# EXERCISE OBJECTIVE
Reproduce every row below, changing each "Put down" to "Mark" and leaving everything else as it is.
────────────────────
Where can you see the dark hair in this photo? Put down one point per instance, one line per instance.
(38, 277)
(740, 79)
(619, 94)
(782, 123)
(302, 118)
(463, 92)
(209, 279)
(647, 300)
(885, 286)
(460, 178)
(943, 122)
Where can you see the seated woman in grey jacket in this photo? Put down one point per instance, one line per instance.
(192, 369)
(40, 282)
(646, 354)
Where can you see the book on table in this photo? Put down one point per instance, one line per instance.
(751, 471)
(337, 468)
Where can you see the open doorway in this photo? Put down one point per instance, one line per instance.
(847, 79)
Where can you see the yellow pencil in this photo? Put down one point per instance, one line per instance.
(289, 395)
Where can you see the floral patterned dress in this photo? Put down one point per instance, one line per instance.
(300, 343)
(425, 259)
────────────────────
# EXERCISE RESULT
Where can you see the dark hair in this photo? Mark one point per instance, one line per instance.
(38, 277)
(740, 79)
(619, 94)
(782, 123)
(302, 118)
(463, 92)
(209, 279)
(647, 300)
(885, 286)
(460, 178)
(943, 122)
Where can you see the seated woman in grey jacket in this photo? Mark one point per instance, one line per instance.
(192, 369)
(40, 282)
(646, 354)
Where can you see the book on table in this photo? Mark one point per instance, one line per instance.
(751, 471)
(337, 468)
Where can you see the open doorway in this photo? Mark one point per instance, one line per instance.
(847, 79)
Where can you see the yellow pencil in this photo? Mark one point per instance, one line per instance.
(289, 395)
Where can you see the floral patterned dress in this photo? Mark one point per instance, one line per instance.
(300, 343)
(425, 259)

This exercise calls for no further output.